▶ Selected text

┏━━

Similarly, for the assessment 2010-11, the AP worked out the total payable tax demand at Rs. 75,60,672/-(difference net tax deducted at ? 62,50,560/-and interest of? 12,50,112/-under section 201(1A) of the Act.

Learned CIT(Appeals) on appreciation of the factual matrix of the Act and case laws cited by the appellant, adjudicated the issue in favour of the assessee appellant, as per following finding:

‘5. I have considered the submission field by the learned counsel. I have also gone through the MOUs between the appellant company and professional doctors. The various clauses of the MOUs need to be examined in the light of the criteria laid down by the courts to determine whether the doctors attached to the appellant hospital are employees of the hospital. The test which is uniformly applied in order to determine whether a particular relationship amounts to employer-employee relationship is the existence of a right of control in respect of the manner in which work is to be done by the person employed. The nature and extent of control which is requisite to establish the relationship of employee and employer varies from business to business.’ 8. A bare perusal of the case law relied upon by the appellant and submissions made in the synopsis reveals that there does not exist employer employee relationship between the assessee appellant and the persons providing professional services. On consideration of the agreement in its entirety vis a vis the case law relied upon by the assessee appellant, it is evident that it is not a case of employer employee relationship between the assessee appellant and the doctors. Therefore, having regard to the detailed analysis and findings of the CIT (Appeals) on the issue in question, it cannot be said that findings of the learned CIT(Appeals) suffer from any infirmity. In view of this, findings of the CIT(Appeals) are upheld.”

┗━━

▶ Exercise requirements
Reproduce the tax appeal excerpt starting with "Similarly, for the" and going on through "of the Act.", swapping "demand" for "liability".

▶ Provided material
┏━━

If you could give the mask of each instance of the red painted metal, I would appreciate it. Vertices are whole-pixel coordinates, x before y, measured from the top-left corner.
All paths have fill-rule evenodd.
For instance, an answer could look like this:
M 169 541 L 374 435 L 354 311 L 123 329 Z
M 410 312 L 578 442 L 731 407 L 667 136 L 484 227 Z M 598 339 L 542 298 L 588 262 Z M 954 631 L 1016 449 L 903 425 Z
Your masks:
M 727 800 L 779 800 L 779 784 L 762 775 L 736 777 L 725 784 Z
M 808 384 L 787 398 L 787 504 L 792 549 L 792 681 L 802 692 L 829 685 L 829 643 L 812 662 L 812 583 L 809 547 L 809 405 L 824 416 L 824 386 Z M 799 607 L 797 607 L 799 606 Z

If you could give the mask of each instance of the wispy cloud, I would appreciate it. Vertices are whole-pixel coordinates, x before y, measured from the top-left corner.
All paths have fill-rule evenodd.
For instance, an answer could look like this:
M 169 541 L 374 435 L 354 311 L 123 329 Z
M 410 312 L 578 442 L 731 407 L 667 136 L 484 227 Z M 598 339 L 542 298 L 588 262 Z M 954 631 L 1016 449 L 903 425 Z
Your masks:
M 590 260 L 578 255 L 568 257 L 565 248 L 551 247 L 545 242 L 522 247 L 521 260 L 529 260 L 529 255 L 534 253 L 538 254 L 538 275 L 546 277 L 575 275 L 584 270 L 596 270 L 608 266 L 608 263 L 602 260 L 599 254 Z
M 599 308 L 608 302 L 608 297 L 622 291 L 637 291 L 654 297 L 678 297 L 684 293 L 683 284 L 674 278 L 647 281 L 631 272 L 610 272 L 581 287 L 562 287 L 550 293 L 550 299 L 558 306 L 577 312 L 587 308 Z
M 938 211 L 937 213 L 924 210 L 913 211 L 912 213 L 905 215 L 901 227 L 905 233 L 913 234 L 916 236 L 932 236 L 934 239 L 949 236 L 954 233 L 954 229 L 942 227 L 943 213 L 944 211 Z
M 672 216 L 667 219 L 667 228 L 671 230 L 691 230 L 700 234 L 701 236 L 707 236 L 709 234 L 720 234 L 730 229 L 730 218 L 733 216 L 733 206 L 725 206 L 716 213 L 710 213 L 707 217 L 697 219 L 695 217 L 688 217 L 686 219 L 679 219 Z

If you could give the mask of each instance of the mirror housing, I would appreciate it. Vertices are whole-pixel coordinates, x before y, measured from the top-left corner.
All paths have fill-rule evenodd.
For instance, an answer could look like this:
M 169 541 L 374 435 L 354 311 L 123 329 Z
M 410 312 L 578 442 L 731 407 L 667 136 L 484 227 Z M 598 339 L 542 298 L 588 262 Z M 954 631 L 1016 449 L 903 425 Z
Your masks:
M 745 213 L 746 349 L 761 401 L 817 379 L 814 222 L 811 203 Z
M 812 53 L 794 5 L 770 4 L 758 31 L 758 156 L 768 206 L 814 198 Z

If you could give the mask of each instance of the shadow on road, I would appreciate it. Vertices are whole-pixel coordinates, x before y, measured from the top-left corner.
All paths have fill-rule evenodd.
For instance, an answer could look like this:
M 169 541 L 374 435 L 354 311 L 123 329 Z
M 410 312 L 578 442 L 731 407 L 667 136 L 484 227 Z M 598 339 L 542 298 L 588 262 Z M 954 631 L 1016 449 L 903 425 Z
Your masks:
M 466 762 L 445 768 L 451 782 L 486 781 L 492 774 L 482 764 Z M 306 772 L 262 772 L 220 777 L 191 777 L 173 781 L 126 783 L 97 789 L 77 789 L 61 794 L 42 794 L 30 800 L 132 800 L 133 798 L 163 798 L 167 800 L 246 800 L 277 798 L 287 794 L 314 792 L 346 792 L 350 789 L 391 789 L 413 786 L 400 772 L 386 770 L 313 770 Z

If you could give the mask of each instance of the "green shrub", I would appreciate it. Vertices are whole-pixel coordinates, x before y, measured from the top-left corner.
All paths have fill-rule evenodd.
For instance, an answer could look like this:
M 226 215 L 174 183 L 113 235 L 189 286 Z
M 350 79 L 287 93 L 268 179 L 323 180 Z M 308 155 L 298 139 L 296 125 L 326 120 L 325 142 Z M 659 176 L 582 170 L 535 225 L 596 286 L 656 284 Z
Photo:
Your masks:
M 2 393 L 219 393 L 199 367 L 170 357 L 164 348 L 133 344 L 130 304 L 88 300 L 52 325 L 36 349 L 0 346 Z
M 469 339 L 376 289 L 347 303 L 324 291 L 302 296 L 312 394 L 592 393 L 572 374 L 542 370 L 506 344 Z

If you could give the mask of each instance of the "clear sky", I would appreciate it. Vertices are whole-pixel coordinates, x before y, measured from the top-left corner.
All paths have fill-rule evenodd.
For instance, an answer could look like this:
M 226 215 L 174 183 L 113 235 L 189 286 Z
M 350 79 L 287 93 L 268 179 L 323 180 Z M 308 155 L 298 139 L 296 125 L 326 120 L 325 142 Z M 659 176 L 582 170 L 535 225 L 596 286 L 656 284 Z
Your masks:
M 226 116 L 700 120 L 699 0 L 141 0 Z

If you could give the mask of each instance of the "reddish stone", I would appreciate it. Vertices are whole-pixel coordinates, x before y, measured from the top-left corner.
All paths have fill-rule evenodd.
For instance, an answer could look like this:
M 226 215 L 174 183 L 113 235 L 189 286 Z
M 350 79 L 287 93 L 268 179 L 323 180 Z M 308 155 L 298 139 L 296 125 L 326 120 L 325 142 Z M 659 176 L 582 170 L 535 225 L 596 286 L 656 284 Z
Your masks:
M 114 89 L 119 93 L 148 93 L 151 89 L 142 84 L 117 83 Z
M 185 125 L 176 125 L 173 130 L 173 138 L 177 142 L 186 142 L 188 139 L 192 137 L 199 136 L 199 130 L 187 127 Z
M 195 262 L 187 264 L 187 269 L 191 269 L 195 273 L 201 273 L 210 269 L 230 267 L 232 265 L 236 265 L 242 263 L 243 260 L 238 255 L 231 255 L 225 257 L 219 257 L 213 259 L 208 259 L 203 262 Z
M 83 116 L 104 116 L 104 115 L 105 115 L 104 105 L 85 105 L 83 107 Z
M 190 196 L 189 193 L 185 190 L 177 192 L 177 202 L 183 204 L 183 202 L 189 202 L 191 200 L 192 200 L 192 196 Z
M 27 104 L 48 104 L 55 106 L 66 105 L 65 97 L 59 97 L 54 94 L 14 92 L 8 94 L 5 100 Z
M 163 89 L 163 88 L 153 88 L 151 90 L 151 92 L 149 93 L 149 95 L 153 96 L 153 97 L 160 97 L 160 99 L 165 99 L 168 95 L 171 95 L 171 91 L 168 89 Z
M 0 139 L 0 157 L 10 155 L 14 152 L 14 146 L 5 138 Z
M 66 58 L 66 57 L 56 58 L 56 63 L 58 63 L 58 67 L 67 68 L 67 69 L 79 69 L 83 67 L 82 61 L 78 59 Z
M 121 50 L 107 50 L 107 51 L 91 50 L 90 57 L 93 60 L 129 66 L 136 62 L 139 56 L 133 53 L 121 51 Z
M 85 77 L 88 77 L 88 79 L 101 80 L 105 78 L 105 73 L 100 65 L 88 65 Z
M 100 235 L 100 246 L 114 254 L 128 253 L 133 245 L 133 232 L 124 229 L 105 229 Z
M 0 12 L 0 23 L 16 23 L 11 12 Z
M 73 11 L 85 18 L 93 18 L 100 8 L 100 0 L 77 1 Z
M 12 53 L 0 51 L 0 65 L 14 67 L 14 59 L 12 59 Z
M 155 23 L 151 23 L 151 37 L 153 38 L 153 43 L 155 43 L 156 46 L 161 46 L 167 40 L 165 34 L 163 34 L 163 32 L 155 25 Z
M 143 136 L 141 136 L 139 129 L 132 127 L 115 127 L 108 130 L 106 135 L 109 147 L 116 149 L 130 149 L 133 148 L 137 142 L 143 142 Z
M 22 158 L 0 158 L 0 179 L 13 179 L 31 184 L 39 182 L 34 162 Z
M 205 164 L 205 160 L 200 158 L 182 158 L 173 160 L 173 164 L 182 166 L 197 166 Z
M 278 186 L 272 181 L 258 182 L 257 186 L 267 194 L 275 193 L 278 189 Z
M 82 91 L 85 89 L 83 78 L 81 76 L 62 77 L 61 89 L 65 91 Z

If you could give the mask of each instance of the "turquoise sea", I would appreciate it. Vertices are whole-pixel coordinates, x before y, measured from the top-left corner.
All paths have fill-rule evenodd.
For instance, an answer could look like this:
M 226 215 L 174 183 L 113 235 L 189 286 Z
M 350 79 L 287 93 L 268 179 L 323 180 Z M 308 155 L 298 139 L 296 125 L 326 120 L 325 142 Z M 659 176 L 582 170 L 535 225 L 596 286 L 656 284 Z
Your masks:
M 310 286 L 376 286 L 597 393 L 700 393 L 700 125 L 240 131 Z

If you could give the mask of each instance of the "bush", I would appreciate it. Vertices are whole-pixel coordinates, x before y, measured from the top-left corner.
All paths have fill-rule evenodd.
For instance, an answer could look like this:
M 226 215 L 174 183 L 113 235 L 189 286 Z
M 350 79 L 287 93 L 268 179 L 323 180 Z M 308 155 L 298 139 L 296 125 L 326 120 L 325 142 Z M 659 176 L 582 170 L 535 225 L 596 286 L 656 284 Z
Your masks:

┗━━

▶ Written answer
Similarly, for the assessment 2010-11, the AP worked out the total payable tax liability at Rs. 75,60,672/-(difference net tax deducted at ? 62,50,560/-and interest of? 12,50,112/-under section 201(1A) of the Act.